**WHAT IS NEEDED**
Reproduce the marmalade contest post starting with "By Sarah Breckenridge, producer" and going on through "Comments (7)", substituting "voucher" for "gift card".

Barbaras Lemon-Ginger and Blood Orange-Mango Marmalades

Barbara's Lemon-Ginger and Blood Orange-Mango Marmalades

By Sarah Breckenridge, producer

March 12th, 2009

Congratulations to Barbara Jacobson, winner of the Cook the Issue Challenge for issue 97. Barbara entered nearly twice as many posts in the contest as her closest contenders, often returning to dishes for a second time with new insights or variations. After mastering basic croissants, she improvised a frangipane-filled variation, and she borrowed the flavors of FC's blood orange-mango salsa with the technique of lemon-ginger marmalade to create a blood orange-mango marmalade.

Barbara wins a $200 gift card. Fifty runners-up will also receive a copy of Fine Cooking's Make it Tonight special issue. Thanks to everyone who took part in the contest!

posted in: Blogs
Comments (7)

Pielove writes: Congratulations Barbara! I love the marmalade. When are the runners-up going to be notified?

pie Posted: 9:48 pm on March 22nd

pidol writes: Excellent post Legalcat. It's interesting how the winner's pictures were never showcased on the front page of this site. Posted: 10:58 am on March 20th

legalcat writes: This is simply an expression of my disappointment with the Fine Cooking Editors’ interpretation of the Cook the Issue Challenge Official Rules to ensure in future contests the Rules are clear to all.

My interpretation of the Rules was simply to “cook as many of the recipes in issue 97 from the Complete List of Recipes as you can” and "during the Submission Period, follow the directions to upload and submit photos of each recipe you make, accompanied by a description and your opinions of the recipe, telling us what you love, what you don’t love, and what else you want to know." When it came to the croissants, we had the option of cooking the Classic Croissants, or one of the variations. When it came to the creamy vegetable soups, we had the option of making one or more. Therefore, if we cooked as many of the recipes in the issue 97, including at least one croissant and one soup, we would have 33 total posts. If each of those 33 posts included at least one photo and some commentary on the recipe prepared, we would have successfully completed the challenge and there may have been a tie between those members. For the tie-breaker, the Judges would have made sure all of 33 posts were “qualified posts” and then judged those 33 qualified posts based on the quality and thoroughness of those 33 posts. There was absolutely nothing in the Rules stating modifying the recipes by substituting ingredients or creating variations of the recipes qualified repeated submissions as posts for cooking a listed recipe.

A few other ambiguities in the rules raised additional questions in my mind during the course of the Challenge. One was whether the Martinez and Whisky Smash cocktails were technically part of the Challenge. Although they weren’t included in the Complete List of Recipes, the cocktail recipes were in the magazine. Some of us had some fun with these, whether they counted or not, by making the cocktails and posting our photos and commentary. We also contemplated the question of how many Croissants and Creamy Vegetable Soups would be appropriate to make and post as separate posts. Again, most of us made at least the Classic Croissants, plus a few variations, and at least one Creamy Vegetable soup, plus several variations. Obviously, we could have made dozens of variations of soups and dozens of variations of croissants, posting each variation as a separate post, but I concluded that was not the intention of the Challenge and winning shouldn’t come down to who posted the most variations of croissants and/or soups.

[Collection entries]

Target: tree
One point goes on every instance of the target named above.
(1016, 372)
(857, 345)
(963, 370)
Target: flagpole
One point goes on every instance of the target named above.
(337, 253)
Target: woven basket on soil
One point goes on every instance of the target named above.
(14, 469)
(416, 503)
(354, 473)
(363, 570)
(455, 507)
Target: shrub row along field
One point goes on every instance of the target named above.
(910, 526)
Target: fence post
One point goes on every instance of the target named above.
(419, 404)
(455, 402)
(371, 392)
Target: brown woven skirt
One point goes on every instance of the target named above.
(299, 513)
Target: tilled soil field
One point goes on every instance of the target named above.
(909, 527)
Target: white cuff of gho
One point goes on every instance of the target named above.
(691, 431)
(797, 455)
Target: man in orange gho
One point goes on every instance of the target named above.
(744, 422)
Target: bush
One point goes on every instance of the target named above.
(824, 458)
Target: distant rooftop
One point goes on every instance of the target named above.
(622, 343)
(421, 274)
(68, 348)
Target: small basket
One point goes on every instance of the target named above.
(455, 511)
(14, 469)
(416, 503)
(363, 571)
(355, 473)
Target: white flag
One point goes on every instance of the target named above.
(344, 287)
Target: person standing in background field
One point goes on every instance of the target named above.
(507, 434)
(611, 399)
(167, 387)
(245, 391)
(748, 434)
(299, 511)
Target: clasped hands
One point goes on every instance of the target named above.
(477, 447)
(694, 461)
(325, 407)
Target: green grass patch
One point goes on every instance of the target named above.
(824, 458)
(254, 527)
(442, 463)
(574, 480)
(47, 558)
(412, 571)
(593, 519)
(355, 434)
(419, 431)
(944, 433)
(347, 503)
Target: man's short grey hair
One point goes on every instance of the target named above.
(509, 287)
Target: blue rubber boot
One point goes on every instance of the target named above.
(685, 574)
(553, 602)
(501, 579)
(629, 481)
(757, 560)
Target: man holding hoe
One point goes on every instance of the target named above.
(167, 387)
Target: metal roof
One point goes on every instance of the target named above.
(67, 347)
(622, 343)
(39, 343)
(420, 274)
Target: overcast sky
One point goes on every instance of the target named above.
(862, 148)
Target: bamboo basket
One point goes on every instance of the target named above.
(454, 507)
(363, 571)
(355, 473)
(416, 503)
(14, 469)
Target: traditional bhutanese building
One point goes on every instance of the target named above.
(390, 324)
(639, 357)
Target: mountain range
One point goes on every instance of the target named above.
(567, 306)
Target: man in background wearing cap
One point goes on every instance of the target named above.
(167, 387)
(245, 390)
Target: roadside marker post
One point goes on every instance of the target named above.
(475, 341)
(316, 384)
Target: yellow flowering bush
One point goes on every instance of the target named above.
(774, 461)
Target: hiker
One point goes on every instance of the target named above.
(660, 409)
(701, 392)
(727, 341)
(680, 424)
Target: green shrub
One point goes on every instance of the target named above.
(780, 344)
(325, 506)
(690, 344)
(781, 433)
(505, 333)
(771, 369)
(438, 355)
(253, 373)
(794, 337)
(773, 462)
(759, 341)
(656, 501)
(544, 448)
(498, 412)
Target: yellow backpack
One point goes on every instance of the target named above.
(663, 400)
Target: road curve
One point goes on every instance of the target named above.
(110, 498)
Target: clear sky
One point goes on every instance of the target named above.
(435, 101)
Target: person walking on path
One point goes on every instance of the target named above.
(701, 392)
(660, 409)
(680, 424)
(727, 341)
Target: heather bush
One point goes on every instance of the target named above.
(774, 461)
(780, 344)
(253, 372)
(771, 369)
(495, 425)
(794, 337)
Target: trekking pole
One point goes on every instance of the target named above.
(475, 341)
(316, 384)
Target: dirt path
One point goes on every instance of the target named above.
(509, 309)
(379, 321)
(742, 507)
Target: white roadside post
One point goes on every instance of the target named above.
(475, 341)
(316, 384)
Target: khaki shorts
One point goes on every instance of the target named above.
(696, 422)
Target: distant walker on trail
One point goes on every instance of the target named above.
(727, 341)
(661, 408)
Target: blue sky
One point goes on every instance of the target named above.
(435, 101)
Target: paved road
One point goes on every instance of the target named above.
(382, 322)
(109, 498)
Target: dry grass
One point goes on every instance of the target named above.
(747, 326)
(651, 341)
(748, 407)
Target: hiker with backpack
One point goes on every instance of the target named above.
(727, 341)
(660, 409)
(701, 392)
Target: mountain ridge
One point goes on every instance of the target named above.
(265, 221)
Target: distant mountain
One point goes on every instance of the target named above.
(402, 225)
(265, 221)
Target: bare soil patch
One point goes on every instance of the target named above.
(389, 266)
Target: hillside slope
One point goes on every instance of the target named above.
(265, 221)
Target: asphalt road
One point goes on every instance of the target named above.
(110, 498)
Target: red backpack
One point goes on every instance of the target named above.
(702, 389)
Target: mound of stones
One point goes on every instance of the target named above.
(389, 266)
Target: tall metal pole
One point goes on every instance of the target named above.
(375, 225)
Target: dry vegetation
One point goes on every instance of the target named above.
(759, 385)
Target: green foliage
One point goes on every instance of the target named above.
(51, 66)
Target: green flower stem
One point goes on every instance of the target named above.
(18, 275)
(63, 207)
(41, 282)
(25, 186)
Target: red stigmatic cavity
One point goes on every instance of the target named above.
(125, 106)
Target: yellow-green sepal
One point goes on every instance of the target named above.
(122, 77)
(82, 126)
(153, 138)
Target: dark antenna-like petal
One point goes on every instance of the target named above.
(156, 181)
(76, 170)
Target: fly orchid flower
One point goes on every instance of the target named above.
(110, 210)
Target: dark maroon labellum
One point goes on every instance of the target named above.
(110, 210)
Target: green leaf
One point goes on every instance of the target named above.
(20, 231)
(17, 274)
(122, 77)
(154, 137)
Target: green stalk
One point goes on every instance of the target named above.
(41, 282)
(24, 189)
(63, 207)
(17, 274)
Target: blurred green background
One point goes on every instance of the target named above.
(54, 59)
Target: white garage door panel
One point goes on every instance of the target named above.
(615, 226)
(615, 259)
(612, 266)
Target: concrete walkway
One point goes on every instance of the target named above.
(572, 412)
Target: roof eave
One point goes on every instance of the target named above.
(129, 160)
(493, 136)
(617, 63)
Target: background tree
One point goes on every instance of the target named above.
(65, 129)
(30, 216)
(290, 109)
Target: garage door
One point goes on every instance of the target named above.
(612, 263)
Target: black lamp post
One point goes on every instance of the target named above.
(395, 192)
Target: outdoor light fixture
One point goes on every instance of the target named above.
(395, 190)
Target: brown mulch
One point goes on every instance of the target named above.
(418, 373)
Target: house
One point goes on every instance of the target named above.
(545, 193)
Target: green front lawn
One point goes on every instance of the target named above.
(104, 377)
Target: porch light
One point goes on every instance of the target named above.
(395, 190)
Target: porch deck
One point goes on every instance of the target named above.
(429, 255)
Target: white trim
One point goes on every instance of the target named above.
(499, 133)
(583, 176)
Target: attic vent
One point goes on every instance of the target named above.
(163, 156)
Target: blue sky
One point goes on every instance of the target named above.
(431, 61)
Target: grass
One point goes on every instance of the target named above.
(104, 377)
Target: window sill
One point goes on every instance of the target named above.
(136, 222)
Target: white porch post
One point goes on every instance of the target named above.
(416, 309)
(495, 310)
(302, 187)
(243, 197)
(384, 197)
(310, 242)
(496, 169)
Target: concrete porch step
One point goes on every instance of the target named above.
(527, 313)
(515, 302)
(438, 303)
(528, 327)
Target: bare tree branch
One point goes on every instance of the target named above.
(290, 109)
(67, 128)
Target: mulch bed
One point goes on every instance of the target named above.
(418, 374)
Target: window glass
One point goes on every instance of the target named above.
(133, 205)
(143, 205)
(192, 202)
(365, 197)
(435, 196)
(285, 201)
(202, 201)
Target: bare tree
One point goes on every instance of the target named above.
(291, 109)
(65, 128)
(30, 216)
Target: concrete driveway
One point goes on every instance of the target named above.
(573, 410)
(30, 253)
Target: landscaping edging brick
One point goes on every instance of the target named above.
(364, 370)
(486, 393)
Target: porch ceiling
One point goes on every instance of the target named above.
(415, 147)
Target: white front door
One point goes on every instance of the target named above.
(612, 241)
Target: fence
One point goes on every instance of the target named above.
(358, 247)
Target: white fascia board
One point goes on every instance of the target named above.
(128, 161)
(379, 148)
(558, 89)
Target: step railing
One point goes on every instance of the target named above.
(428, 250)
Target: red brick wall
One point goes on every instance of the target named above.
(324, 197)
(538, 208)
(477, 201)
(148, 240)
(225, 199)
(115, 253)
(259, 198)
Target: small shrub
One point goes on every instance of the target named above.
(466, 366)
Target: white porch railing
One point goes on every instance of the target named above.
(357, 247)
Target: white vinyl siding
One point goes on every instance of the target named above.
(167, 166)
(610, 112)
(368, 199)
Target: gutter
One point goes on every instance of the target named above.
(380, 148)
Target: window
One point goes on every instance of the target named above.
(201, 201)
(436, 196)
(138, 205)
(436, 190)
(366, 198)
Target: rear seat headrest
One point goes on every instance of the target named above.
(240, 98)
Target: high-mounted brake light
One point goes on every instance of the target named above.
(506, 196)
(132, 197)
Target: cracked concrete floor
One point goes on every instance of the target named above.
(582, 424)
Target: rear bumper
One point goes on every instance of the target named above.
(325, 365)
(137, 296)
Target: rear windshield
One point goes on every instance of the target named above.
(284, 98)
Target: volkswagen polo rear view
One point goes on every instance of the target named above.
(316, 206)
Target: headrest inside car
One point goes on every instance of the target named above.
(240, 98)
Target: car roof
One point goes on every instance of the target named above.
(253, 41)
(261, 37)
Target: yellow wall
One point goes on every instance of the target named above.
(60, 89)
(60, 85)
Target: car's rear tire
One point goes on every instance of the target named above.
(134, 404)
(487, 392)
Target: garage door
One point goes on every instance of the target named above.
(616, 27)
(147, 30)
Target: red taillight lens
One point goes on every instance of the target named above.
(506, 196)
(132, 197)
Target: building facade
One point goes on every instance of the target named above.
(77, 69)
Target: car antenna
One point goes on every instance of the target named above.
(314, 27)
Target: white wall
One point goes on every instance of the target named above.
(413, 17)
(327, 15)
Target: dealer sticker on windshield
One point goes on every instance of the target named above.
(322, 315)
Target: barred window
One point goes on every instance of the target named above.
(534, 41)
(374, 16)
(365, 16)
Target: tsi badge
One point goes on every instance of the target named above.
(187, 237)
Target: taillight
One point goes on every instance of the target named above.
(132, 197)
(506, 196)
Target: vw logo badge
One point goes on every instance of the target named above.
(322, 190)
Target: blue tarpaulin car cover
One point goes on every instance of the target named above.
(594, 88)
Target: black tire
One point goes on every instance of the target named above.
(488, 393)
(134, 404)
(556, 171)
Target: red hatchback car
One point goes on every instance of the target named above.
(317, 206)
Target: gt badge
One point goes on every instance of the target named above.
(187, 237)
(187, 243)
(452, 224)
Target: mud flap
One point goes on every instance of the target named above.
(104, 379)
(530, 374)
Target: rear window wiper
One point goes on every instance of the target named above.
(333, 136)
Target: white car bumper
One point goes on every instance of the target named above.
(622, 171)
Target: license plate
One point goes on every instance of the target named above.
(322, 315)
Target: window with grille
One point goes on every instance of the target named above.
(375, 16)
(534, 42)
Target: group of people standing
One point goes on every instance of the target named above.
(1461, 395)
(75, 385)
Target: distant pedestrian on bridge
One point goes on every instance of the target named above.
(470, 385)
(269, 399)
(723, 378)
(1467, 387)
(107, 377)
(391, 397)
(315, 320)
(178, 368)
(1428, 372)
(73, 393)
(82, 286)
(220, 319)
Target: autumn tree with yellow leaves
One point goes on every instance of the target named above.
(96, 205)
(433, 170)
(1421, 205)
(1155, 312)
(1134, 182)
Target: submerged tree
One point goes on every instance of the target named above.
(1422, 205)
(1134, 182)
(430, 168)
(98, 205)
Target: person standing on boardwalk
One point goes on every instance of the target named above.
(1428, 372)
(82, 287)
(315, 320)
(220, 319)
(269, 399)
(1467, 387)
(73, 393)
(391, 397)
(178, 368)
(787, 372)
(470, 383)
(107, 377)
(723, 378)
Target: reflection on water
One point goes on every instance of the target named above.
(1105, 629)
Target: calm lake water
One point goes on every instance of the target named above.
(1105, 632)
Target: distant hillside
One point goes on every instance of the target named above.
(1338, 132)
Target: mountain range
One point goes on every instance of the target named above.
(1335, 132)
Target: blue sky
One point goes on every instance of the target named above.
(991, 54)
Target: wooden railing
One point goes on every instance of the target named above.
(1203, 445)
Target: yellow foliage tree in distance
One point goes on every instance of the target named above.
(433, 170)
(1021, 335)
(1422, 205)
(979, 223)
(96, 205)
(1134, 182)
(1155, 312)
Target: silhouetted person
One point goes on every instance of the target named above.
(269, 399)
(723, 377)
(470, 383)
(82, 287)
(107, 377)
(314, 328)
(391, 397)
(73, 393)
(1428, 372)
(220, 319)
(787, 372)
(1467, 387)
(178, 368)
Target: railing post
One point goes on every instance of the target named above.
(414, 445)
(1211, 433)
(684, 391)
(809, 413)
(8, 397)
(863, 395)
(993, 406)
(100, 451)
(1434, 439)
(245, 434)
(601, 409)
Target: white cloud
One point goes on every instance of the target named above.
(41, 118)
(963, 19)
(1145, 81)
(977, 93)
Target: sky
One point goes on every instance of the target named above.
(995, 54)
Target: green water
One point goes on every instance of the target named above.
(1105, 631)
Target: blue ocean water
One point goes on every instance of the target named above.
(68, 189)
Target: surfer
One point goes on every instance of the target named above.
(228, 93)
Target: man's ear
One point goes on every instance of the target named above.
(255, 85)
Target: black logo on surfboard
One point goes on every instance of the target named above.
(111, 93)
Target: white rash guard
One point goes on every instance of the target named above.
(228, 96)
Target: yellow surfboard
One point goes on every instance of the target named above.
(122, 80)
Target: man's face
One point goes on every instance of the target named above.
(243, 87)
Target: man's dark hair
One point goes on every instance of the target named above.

**TASK OUTPUT**
By Sarah Breckenridge, producer

March 12th, 2009

Congratulations to Barbara Jacobson, winner of the Cook the Issue Challenge for issue 97. Barbara entered nearly twice as many posts in the contest as her closest contenders, often returning to dishes for a second time with new insights or variations. After mastering basic croissants, she improvised a frangipane-filled variation, and she borrowed the flavors of FC's blood orange-mango salsa with the technique of lemon-ginger marmalade to create a blood orange-mango marmalade.

Barbara wins a $200 voucher. Fifty runners-up will also receive a copy of Fine Cooking's Make it Tonight special issue. Thanks to everyone who took part in the contest!

posted in: Blogs
Comments (7)